Challenge
Write out the following material line for line, with nothing changed.

Entries provided
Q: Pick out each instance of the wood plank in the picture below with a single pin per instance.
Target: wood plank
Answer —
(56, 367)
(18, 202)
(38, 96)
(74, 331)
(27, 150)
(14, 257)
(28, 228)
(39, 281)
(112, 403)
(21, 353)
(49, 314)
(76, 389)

Answer
Q: Pick out each instance of the wood plank in the picture below with a single pin per instance.
Target: wood plank
Answer —
(56, 367)
(18, 202)
(38, 96)
(74, 331)
(27, 150)
(14, 257)
(28, 228)
(39, 281)
(112, 403)
(21, 353)
(49, 314)
(76, 389)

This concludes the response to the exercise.